SOURCE DOCUMENT ▸
Content starts

New Delhi: CPI candidate from Begusarai Kanhaiya Kumar has raised the highest amount of over Rs 70 lakh through crowd funding for Lok Sabha elections while Atishi, AAP candidate from Delhi East, has raised over Rs 61 lakh so far, according an online crowd funding platform.
Kumar, who will be a candidate in the fourth phase of Lok Sabha polls on April 29, raised Rs 70,00,903 with help 5326 supporters on the crowd funding platform `Our Democracy’.
The funds for him have ranged from highest Rs 5,00,000 to Rs 100 with several people giving their names while a few choosing anonymity by describing themselves as “well wisher”.
Kumar is locked in a triangular contest with BJP leader and Union minister Giriraj Singh and RJD’s Tanveer Hassan.
Atishi has so far raised Rs 61,78,214 thorough crowd funding. With Delhi going to the polls in the sixth phase on May 12, she is expected to raise more money for the campaign.

Content ends

EXERCISE PROMPT ▸ Resume the news report on crowdfunding by Lok Sabha candidates, picking up right after its last sentence.

(Excerpts from a dataset)
Content starts

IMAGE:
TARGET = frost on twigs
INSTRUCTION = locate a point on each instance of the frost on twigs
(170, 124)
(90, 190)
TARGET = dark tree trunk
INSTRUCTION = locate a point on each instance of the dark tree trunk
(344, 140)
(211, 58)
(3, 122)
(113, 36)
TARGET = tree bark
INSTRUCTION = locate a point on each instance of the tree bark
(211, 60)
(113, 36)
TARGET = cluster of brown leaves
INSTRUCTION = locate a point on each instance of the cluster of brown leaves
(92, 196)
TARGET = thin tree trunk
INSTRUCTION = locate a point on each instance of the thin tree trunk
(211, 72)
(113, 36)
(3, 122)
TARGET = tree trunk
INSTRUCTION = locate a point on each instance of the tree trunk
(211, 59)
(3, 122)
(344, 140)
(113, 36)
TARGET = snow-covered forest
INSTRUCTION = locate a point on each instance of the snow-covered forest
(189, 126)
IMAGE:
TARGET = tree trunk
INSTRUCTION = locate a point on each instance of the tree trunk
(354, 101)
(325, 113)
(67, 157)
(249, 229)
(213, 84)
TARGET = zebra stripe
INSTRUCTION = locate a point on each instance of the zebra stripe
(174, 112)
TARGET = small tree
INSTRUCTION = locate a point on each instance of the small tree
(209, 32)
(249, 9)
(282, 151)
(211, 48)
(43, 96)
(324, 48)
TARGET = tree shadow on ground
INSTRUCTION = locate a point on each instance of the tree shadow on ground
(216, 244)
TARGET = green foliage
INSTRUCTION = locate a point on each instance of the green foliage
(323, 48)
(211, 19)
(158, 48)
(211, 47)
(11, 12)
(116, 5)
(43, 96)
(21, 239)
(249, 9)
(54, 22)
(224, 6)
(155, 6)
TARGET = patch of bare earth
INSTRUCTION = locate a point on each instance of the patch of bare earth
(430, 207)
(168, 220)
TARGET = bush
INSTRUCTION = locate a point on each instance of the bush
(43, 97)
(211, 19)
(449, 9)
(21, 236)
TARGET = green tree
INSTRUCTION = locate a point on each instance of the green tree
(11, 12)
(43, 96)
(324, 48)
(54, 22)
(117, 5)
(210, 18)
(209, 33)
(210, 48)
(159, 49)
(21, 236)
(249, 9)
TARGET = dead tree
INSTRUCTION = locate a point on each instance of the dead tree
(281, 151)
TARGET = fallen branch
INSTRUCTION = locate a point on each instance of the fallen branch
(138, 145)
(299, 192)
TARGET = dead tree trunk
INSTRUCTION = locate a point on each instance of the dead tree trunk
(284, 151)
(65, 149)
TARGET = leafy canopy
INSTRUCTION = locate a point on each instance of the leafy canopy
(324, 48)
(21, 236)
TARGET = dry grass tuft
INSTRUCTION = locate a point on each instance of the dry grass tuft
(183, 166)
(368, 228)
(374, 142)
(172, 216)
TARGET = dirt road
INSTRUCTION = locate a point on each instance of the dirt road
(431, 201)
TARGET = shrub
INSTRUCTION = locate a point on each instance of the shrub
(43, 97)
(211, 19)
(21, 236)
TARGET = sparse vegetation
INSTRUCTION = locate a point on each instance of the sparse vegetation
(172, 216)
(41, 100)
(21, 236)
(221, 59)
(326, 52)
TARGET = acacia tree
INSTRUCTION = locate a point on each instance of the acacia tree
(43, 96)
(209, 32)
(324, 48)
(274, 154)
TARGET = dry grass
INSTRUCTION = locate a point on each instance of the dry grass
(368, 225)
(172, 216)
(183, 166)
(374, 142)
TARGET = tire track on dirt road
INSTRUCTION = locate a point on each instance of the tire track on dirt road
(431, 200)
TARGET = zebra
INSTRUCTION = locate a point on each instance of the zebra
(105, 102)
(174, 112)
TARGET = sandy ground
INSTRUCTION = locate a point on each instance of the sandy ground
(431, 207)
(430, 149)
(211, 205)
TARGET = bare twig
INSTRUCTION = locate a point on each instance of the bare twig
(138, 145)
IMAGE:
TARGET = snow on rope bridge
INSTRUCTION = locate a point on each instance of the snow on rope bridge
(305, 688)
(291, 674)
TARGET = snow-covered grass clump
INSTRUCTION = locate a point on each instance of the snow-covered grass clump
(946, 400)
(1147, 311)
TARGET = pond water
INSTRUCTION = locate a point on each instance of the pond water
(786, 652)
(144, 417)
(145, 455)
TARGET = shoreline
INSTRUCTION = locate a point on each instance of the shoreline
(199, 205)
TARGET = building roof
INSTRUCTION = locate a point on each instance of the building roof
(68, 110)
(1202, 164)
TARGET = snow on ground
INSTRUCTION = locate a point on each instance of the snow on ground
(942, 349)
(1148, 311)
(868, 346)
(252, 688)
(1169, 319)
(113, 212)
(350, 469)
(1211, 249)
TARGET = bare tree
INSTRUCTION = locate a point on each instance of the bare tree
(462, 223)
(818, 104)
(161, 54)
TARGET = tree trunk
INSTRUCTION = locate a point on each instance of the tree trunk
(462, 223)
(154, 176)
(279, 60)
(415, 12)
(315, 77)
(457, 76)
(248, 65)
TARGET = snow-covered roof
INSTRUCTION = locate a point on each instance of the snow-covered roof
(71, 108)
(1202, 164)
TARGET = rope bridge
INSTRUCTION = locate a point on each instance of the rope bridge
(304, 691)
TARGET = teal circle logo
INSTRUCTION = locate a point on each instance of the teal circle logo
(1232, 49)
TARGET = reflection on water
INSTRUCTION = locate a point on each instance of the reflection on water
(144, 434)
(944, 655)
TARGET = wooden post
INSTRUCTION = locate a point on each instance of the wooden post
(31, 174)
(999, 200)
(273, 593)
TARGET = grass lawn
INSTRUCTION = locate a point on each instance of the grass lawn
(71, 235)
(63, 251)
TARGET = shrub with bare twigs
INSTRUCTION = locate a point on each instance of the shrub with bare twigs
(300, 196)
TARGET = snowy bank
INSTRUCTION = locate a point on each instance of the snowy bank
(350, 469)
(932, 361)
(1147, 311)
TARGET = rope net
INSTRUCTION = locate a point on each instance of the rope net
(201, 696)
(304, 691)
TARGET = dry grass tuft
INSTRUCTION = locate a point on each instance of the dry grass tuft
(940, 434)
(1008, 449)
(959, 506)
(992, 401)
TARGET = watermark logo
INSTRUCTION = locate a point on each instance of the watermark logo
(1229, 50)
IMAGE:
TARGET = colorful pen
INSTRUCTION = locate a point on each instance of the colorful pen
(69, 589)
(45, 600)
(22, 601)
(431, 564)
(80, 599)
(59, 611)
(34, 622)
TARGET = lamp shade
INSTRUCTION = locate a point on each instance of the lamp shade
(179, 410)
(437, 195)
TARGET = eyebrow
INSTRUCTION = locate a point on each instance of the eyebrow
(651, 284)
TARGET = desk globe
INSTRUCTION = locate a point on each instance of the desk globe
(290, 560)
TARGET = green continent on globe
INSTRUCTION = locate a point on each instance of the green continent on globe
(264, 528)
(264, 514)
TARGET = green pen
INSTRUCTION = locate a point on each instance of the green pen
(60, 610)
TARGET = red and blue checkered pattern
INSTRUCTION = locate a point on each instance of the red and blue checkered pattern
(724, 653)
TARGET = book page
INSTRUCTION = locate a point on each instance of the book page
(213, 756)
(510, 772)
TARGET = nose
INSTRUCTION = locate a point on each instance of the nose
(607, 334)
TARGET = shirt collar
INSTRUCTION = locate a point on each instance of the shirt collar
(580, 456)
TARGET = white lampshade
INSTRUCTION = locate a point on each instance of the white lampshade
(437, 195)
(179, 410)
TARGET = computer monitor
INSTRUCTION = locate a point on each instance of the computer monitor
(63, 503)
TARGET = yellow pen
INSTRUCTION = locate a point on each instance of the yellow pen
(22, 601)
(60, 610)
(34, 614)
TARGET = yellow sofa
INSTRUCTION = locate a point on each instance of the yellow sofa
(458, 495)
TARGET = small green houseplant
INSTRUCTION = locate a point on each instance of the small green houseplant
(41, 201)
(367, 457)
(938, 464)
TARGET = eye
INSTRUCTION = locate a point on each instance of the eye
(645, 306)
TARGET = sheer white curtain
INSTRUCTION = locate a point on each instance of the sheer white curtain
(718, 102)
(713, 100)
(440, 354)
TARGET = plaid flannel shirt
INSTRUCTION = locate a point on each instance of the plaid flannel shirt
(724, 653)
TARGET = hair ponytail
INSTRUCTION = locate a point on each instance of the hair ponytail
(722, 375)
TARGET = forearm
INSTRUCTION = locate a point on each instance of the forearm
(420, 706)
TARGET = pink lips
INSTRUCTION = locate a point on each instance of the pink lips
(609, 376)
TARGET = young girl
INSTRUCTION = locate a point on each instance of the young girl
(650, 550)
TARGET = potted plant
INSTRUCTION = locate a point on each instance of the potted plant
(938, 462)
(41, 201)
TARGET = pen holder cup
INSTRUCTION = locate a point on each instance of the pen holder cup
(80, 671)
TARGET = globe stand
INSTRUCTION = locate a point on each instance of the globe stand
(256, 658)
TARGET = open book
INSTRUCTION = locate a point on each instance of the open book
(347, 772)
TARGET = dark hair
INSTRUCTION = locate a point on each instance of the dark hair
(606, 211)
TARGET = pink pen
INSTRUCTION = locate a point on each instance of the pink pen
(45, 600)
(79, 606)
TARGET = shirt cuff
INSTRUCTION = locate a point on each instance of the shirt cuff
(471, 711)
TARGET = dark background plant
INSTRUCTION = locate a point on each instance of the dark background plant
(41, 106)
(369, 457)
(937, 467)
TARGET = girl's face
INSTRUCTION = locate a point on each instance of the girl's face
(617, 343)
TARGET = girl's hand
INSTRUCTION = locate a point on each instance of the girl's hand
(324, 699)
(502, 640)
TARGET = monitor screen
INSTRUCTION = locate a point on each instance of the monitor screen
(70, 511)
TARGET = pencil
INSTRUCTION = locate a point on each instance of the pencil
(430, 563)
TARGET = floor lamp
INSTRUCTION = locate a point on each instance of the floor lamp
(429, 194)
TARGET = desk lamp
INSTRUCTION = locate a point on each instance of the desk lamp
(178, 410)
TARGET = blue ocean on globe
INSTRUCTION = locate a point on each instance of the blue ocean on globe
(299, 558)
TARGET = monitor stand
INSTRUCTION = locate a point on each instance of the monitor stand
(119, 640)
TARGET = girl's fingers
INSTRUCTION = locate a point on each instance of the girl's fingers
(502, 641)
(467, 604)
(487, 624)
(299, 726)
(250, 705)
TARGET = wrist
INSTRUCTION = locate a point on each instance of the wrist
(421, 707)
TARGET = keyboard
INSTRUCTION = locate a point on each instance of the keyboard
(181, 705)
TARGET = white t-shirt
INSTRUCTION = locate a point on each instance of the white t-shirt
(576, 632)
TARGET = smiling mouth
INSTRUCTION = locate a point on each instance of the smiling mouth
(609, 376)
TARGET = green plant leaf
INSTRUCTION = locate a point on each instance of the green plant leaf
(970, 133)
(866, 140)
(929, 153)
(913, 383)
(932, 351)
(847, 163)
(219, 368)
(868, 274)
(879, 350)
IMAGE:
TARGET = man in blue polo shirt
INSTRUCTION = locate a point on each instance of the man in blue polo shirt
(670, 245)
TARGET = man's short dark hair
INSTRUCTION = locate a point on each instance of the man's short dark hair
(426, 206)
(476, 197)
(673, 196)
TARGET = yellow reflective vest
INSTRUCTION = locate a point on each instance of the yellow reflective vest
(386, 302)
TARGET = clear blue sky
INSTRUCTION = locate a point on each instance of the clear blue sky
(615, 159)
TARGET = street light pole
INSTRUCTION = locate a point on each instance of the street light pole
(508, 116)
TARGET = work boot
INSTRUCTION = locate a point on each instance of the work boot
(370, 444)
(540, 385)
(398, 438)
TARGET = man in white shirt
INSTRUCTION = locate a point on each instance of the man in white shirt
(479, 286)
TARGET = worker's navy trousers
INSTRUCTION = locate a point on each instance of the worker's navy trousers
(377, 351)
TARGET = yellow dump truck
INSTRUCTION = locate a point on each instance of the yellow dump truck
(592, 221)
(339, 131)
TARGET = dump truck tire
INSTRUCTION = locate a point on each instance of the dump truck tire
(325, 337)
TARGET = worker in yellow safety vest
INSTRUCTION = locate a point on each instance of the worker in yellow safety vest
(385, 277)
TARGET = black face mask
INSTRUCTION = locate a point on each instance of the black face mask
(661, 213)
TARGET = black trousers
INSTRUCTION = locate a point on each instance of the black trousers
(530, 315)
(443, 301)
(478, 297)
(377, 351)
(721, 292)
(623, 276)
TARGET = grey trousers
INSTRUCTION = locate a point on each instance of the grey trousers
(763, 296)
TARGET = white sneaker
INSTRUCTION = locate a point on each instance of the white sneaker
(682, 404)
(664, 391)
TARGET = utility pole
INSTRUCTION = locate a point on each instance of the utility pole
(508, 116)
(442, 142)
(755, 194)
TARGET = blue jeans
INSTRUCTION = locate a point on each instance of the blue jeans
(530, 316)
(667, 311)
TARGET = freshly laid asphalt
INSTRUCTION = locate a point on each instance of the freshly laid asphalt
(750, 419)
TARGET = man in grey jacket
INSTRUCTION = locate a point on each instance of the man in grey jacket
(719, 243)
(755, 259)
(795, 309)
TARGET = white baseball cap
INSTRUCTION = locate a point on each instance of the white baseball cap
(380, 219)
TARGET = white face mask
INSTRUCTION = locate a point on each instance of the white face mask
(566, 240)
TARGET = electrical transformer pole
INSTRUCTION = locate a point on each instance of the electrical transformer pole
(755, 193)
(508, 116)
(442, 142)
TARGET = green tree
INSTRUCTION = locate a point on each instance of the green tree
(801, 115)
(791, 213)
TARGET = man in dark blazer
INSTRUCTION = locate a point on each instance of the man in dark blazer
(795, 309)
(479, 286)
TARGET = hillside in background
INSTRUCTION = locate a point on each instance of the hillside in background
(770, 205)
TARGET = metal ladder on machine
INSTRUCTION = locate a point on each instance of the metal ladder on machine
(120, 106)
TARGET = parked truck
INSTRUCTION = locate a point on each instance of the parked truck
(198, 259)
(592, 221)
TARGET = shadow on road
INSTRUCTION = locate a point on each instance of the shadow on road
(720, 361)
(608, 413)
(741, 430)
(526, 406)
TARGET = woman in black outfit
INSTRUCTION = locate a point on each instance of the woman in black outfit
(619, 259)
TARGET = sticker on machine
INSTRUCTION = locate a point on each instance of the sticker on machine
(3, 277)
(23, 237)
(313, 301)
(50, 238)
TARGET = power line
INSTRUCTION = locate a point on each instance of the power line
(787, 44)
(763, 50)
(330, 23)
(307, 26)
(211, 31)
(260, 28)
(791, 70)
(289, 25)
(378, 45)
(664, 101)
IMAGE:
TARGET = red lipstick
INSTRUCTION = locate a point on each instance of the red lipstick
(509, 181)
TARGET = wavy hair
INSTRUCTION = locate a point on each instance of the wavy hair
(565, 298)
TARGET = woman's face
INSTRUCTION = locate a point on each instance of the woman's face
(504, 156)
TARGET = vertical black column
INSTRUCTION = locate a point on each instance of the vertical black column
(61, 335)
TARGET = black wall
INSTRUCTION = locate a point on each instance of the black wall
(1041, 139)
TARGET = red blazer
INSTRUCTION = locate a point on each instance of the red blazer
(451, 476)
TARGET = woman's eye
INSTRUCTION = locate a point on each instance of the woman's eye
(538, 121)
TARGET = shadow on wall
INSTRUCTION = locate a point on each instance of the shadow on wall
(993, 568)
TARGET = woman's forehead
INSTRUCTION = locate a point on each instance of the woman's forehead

Content ends

RESPONSE BOX ▸
Her colleagues in the party and contestants from Delhi Dilip K. Pandey and Raghav Chadha have also raised money through crowd funding. Pandey has raised Rs 6,17,107 and Raghav Chadha Rs 3,67,111.
The dismissed BSF trooper, Tej Bahadur Yadav, who complained of poor quality food given to the forces and has decided to fight election from Varanasi against Prime Minister Narendra Modi, has been able to raise Rs 46,752 so far.
RJD leader and former Bihar Finance Minister Abdul Bari Siddiqui, who is contesting from Darbhanga, has raised Rs 1,23,677.
Election Commission guidelines state that a candidate can spend between Rs 50 lakh and Rs 70 lakh, depending on the state where they are fighting the Lok Sabha election. A candidate can spend a maximum of Rs 70 lakh as election expenditure except in Arunachal Pradesh, Goa and Sikkim. The cap for Delhi is Rs 70 lakh but it is less for other union territories. It is Rs 54 lakh for Arunachal Pradesh, Goa and Sikkim.
Bilal Zaidi, a co-founder Our Democracy, told IANS that they launched the platform in January and it has been used for 79 election candidate campaigns so far.
“Most of them are Lok Sabha candidates but a couple of candidates are contesting assembly polls. The platform is designed in a way that it creates virality (social media support),” he said.
Zaidi said of 79 candidates, eight are from Left parties, three from Congress, two from Samajwadi Party, one from Rashtriya Janata Dal (RJD) and many independents.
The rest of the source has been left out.